▶ [Task statement]:
Exclude all pictures, then write out exactly the lines below from the first one through the line with "Exercise. Tag the perch".

[Input data — start]

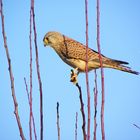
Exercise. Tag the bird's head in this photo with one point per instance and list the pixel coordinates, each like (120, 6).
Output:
(53, 38)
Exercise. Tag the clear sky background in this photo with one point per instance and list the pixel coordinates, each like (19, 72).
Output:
(120, 39)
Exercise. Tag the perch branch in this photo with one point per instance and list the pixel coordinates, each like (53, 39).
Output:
(102, 72)
(95, 106)
(28, 95)
(58, 125)
(82, 111)
(76, 121)
(87, 81)
(38, 72)
(11, 73)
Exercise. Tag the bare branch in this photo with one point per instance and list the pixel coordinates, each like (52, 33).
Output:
(11, 73)
(38, 72)
(82, 111)
(58, 125)
(87, 81)
(76, 121)
(32, 115)
(95, 106)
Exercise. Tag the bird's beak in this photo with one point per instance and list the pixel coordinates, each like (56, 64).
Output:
(45, 41)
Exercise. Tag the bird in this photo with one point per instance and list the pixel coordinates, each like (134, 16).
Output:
(74, 53)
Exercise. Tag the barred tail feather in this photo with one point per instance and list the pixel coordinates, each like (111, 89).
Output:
(119, 65)
(126, 69)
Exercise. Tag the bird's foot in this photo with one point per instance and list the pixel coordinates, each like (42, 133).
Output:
(73, 77)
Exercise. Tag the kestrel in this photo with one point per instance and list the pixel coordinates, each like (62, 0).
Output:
(74, 54)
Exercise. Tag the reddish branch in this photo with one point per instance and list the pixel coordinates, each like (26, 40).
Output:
(28, 95)
(82, 111)
(30, 99)
(76, 121)
(38, 72)
(58, 125)
(11, 73)
(102, 72)
(95, 106)
(87, 82)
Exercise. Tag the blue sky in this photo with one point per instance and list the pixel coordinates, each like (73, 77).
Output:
(120, 28)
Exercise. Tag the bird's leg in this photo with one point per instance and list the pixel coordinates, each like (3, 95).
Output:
(74, 74)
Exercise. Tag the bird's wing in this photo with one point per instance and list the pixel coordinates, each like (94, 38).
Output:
(72, 49)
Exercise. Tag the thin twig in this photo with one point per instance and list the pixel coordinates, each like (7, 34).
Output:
(95, 106)
(11, 73)
(76, 121)
(87, 81)
(102, 72)
(58, 125)
(82, 111)
(38, 72)
(28, 95)
(30, 102)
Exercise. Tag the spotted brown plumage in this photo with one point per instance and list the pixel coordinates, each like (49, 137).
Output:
(74, 54)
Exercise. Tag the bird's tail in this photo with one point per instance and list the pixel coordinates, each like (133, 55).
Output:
(119, 65)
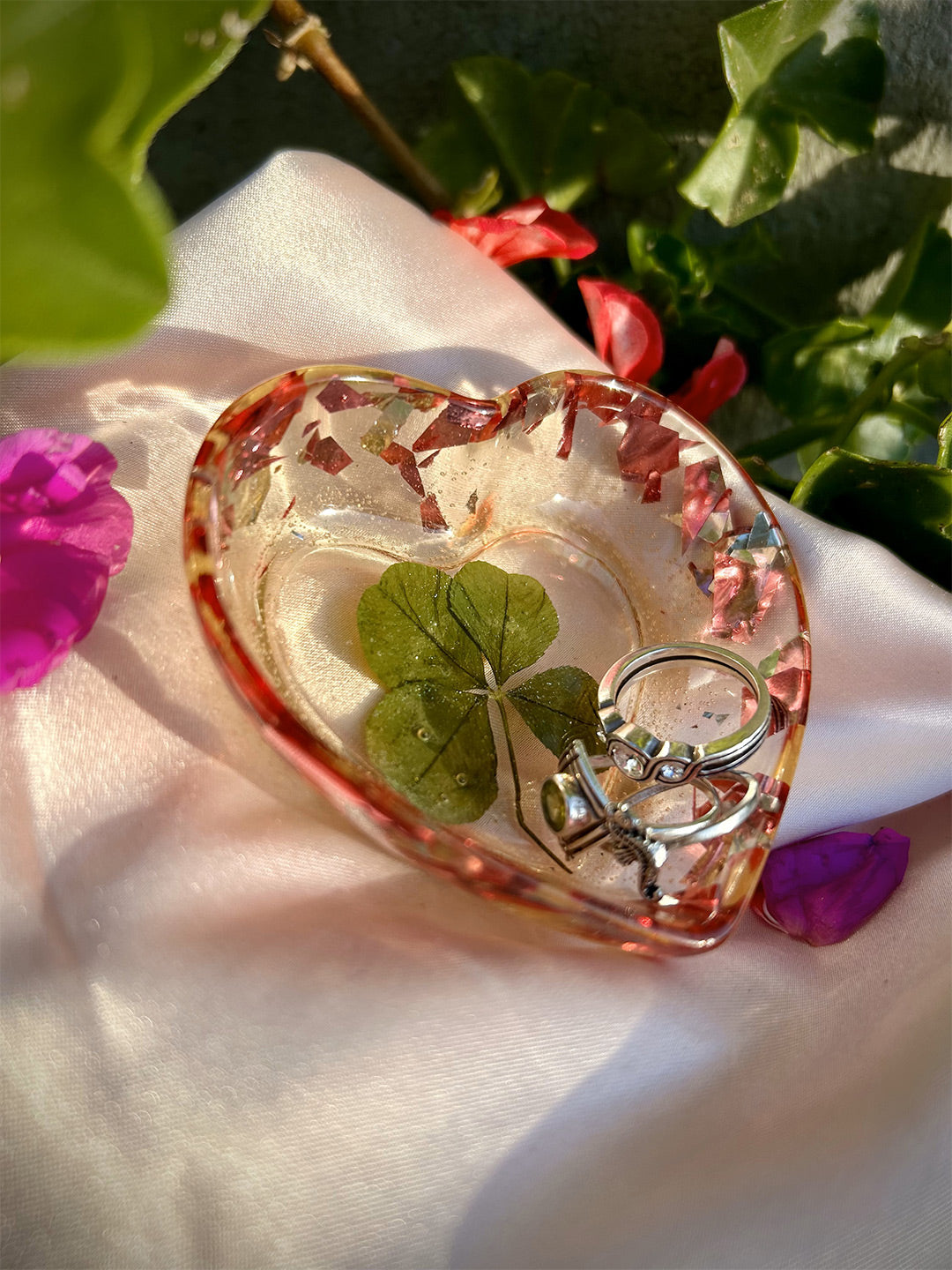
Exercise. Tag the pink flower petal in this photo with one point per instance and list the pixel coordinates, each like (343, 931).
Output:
(715, 383)
(55, 488)
(430, 514)
(822, 889)
(628, 334)
(460, 423)
(51, 596)
(63, 531)
(530, 230)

[Input data — finish]

▶ [Finished task]:
Exercise. Tag the bird's head in this photo with one point per instance and list the pixel coordinates, each like (120, 6).
Output:
(53, 38)
Exercise. Tag the clear sky background in this photo with one point per instance and list the pixel coordinates, each like (19, 72).
Output:
(120, 39)
Exercise. Tag the perch branch in this photo with one point per instance and list the pixel coordinates, each like (53, 39).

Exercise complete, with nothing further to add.